Please resize the data from the line with "this form: (190,15)." through the end of the data. Write out only those lines, with everything kept as it is except the answer coordinates, which are multiplied by 2.35 and rounded to whole numbers (halves up), and with the pictures left out.

— BEGIN Input rows —

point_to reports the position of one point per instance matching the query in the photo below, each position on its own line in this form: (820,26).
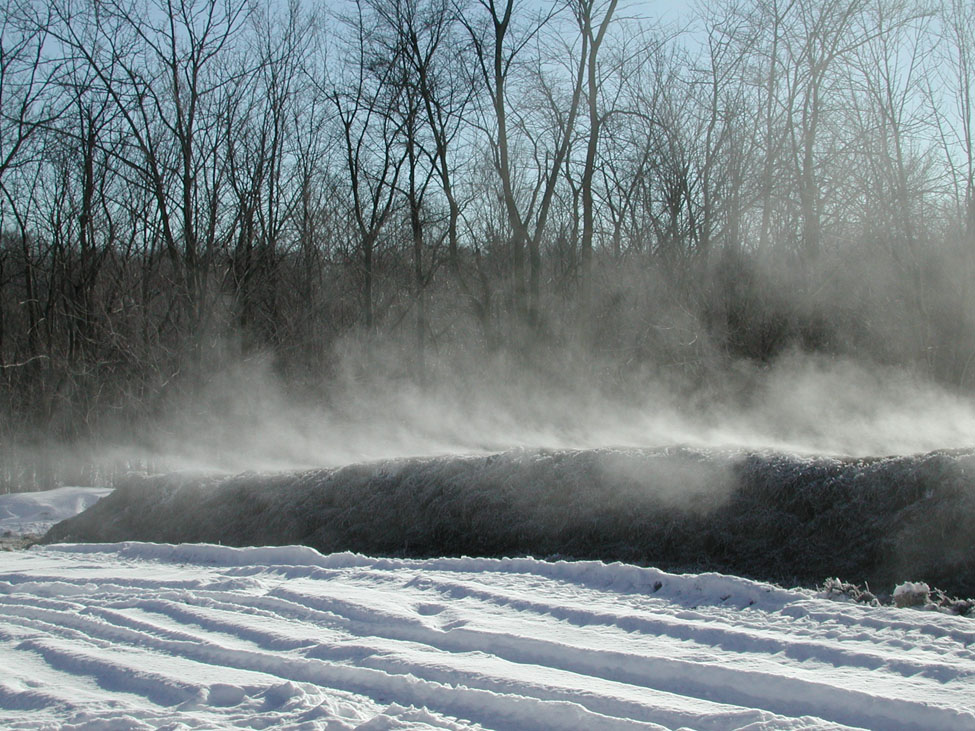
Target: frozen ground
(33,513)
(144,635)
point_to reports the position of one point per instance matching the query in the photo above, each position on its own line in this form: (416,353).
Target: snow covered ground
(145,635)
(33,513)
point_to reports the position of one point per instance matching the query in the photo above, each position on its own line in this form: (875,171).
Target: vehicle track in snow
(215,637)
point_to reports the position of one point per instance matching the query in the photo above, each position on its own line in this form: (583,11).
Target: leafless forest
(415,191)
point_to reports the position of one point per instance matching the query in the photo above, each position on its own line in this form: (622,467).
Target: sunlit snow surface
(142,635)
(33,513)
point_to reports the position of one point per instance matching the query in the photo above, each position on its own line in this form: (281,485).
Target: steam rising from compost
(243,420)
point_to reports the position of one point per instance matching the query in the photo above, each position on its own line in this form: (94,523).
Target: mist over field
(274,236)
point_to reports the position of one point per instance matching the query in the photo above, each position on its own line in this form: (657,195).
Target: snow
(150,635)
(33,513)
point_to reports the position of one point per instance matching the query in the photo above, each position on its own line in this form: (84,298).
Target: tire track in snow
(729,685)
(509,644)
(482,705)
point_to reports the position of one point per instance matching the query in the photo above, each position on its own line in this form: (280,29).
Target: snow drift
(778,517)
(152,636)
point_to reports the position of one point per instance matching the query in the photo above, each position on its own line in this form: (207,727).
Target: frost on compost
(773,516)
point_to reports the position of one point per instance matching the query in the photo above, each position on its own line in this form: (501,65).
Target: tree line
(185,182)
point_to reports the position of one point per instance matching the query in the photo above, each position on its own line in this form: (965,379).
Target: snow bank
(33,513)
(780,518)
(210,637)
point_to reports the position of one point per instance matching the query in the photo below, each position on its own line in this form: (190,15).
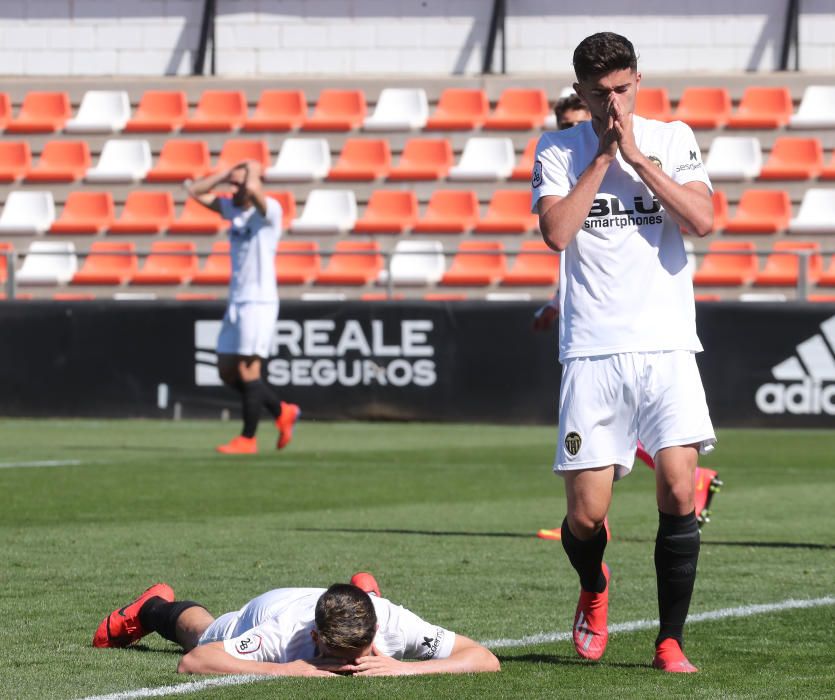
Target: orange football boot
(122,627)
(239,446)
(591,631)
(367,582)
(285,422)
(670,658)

— END Input rows —

» Final result
point_to reports the position of one point per instance matching the query in the photo below, each position on its own line in this form: (190,15).
Target: orange football boot
(287,1473)
(562,1048)
(1389,1483)
(862,1368)
(670,992)
(1575,1546)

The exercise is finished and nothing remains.